Are Small Cars More Dangerous?

Are smaller cars more dangerous compared to medium sized cars, for example if you are in an accident would you suffer more serious injuries in a Toyota Corolla or Mazda 3 or small hatchback compared to a medium sized sedan such as a Toyota Camry

Comments

  • +7

    sure

    • +1

      Sounds like OP could be a Smallist.

  • +43

    But a smaller car is harder to hit?

    • +3

      Be small. Go fast. Live forever!

    • +2

      But some would say, one inch longer one inch stronger. I am referring to large suv in comparision.

      • +1

        But one inch longer, one inch limper, talking about the engine…

  • +37

    F=ma brah

    • +5

      Less mass, higher deceleration on impact

    • -2

      This. Best safety is in 2.5 tonne frame based 4wd, like Prado.

      • +1

        I thought you said like *Potato

        • I certainly did not, lol

      • +8

        depends what you call "safety" - a 2.5 tonne frame based 4wd, like Prado will roll over far easier than most small cars.

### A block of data

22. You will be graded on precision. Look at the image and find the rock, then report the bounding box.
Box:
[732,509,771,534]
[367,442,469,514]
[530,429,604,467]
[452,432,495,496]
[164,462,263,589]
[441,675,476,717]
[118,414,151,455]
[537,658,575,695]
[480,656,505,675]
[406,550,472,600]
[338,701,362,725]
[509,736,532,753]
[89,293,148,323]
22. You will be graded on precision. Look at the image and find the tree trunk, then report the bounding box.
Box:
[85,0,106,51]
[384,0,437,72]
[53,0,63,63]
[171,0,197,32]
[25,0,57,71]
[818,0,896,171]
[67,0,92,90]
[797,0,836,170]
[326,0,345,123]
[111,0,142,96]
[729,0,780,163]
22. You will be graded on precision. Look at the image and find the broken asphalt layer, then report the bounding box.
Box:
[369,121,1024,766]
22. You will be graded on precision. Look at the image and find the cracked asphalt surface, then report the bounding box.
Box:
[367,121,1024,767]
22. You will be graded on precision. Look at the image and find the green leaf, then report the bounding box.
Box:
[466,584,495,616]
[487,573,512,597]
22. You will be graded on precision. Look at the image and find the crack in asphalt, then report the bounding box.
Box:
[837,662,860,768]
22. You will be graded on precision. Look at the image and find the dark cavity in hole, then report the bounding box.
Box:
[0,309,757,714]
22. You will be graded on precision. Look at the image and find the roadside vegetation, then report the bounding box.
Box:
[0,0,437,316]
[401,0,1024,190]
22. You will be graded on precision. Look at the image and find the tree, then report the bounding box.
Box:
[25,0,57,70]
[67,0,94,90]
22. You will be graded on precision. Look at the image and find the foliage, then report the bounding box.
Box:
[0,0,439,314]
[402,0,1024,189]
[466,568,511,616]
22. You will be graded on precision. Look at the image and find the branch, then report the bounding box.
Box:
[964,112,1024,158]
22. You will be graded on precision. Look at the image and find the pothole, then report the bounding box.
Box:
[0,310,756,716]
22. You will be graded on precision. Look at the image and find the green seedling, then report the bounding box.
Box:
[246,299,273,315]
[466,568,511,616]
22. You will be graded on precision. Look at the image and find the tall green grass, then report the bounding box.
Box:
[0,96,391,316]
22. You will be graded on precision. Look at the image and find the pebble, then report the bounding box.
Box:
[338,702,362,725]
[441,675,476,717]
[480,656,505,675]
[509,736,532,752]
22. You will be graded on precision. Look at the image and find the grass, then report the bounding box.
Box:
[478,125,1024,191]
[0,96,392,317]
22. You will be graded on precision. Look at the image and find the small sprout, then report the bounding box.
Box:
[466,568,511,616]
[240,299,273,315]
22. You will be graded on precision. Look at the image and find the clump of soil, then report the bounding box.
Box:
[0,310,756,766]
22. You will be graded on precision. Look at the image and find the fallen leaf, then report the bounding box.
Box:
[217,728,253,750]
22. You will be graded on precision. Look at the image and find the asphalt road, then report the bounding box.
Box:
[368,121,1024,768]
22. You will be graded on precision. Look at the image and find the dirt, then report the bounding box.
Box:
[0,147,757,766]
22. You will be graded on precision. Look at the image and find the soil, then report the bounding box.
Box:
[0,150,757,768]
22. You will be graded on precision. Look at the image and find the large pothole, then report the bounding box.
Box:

---

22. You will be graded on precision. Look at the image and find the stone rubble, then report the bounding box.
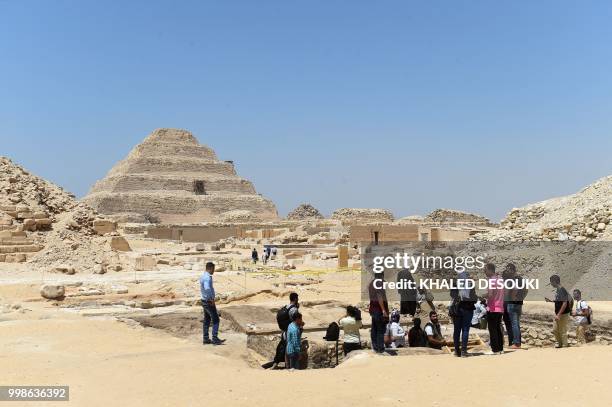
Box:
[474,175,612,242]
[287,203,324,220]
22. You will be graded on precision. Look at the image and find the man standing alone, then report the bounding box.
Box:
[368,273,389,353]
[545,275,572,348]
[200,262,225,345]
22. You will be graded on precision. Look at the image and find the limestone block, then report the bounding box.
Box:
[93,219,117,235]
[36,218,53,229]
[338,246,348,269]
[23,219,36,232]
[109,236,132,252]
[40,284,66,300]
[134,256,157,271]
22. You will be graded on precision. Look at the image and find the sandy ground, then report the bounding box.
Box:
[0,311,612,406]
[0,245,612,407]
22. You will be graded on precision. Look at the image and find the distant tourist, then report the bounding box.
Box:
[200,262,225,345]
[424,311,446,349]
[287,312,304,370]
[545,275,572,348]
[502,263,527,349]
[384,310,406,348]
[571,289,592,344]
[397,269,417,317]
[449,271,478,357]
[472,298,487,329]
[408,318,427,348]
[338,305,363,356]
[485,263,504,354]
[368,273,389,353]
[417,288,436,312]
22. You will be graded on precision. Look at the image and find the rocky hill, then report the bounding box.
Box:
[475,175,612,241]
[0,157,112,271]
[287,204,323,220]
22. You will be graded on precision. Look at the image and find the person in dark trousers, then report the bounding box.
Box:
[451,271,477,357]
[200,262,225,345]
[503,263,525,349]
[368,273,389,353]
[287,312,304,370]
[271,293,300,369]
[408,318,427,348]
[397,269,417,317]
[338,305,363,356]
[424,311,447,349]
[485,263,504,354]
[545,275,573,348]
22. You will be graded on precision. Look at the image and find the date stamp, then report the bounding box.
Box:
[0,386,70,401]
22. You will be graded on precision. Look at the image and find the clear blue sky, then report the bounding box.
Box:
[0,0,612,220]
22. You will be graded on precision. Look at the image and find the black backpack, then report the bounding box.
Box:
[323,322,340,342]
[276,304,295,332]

--

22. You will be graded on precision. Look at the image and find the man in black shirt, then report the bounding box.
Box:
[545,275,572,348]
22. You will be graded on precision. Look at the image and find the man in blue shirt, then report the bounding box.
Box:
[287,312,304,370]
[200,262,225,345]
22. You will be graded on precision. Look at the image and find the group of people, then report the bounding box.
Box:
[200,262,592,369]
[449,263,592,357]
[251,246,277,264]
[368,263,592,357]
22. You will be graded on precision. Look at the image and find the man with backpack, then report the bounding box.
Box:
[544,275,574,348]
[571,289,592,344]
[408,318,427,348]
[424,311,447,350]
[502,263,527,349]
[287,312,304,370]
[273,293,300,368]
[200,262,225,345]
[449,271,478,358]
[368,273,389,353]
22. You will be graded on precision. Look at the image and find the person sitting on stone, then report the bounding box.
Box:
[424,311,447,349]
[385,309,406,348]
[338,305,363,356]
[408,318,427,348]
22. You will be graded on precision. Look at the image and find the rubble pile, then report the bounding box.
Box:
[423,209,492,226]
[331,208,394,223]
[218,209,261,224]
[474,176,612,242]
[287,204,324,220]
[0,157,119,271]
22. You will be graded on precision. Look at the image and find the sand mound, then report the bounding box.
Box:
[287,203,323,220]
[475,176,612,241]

### EXERCISE
Resume the forum thread on whether small cars are more dangerous, starting right after its final comment.

### EXERCISE OUTPUT
        • -1

          Rolling over is not on my worry list, collisions are, especially head on ones. The rest is survivable in most cars.

          • +2

            @nuker: not if you roll over in front of that B Double :) or you slide into a pole roof first or go over the cliff etc…

          • @nuker: i think other parts of the design are in the equation rather than just big and heavy. I lived in a junk yard as a kid and it remember some collisions where the car didnt look too damaged but people were killed as the engine moved back on them and some in which the car was mashed and the person walked out ok.

            other features like all the fancy airbags also helped - the design of the car, crumple zones ect
            i believe rigidity can be disadvantageous in some cases as the force of the shock is transferred to the person
            to bounce of other ideas of the thread, size doesnt seem to be everything

            • @juki:

              as the engine moved back on them

              I bet it was small car. Prado will be hit mostly on frame, it sits 50-60cm above the road already. Engine is even higher. Plus steel bulbar.

              • @nuker: just regular sedan it was in europe so not so many prados zooming around and even fewer bullbars :)

      • +3

        The poor handling of a Prado might offset some of the safety gains though. The weight and extra crash structure will definitely help in collisions with (non-fixed) objects.

        Plenty of research has been done into this topic, OP should just do some googling.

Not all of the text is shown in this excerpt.